Exercise brief.
Using the site-visit article below, decide whether each statement agrees with it: 1. Yamana listed on the TSX in the same year that Chapada came under its ownership. 2. The Meridian deal closed at the price of the original offer. 3. Marrone was flying from Chapada straight to Toronto. Answer each with yes or no and quote the words from the article that settle it.

Text excerpt.
****

SITE VISIT
ALTO HORIZONTE, BRAZIL — Settling into the cramped seat of an eight-seater jet, Yamana Gold (YRI-T, AUY-N, YAU-L) chairman and CEO Peter Marrone says he hasn’t had a chance to breathe since the launch of a three-way takeover deal with Meridian Gold and Northern Orion Resources last summer.
There was neither toast of celebration nor pause of recognition when the US$4.4-billion deal that seemed impossible to many finally went through at more than twice the original offer last October.
“We just moved right in to figuring out how to integrate Meridian,” says Marrone, voice raised over the roaring engine.
Marrone is en route from the company’s Chapada open-pit copper- gold mine 330 km north of Brasilia, to Sao Paulo, where he will catch a red-eye flight back home to Toronto. The dark skies have cleared and what started out as a shaky flight is now smooth enough for Marrone to relax.
It’s the end of back-to-back analyst and media tours and Marrone’s been bouncing between Yamana’s South American projects showing just how the integration is going. He’s even wearing the new uniform for the El Peon mine, formerly under Meridian, which now bears the Yamana Gold emblem.
“The integration has gone well by country, location and by skill set,” Marrone says during a presentation at Chapada’s mine office.
The Chapada deposit, which has been in commercial production since February 2007, has been under Yamana’s belt since 2003 — the same year the company listed on the TSX.
Yamana expects to produce 170,000 to 175,000 oz. gold and 155 to 160 million lbs. copper at Chapada this year, increasing to 200,000 oz. gold by 2012. Over the course of a 19-year mine life, Yamana expects to produce 1.3 million oz. gold and 2 billion lbs. copper.
Overall, Yamana produced 933 million gold-equivalent oz. in 2007 (773,000 oz. gold and 8.6 million oz. silver), 123 million lbs. copper and 3,500 tonnes of zinc.

****

Source information.
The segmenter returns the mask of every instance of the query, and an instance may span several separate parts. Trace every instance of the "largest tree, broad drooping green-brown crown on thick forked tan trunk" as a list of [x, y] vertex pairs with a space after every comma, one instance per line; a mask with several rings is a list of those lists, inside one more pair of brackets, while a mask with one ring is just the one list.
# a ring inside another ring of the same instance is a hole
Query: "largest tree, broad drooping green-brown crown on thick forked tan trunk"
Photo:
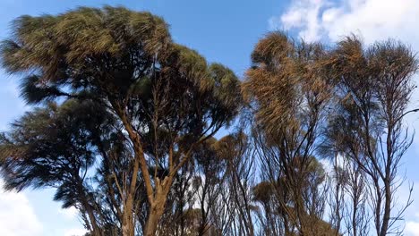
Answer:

****

Reply.
1. Yes: "has been under Yamana’s belt since 2003 — the same year the company listed on the TSX."
2. No: "finally went through at more than twice the original offer last October."
3. No: "to Sao Paulo, where he will catch a red-eye flight back home to Toronto."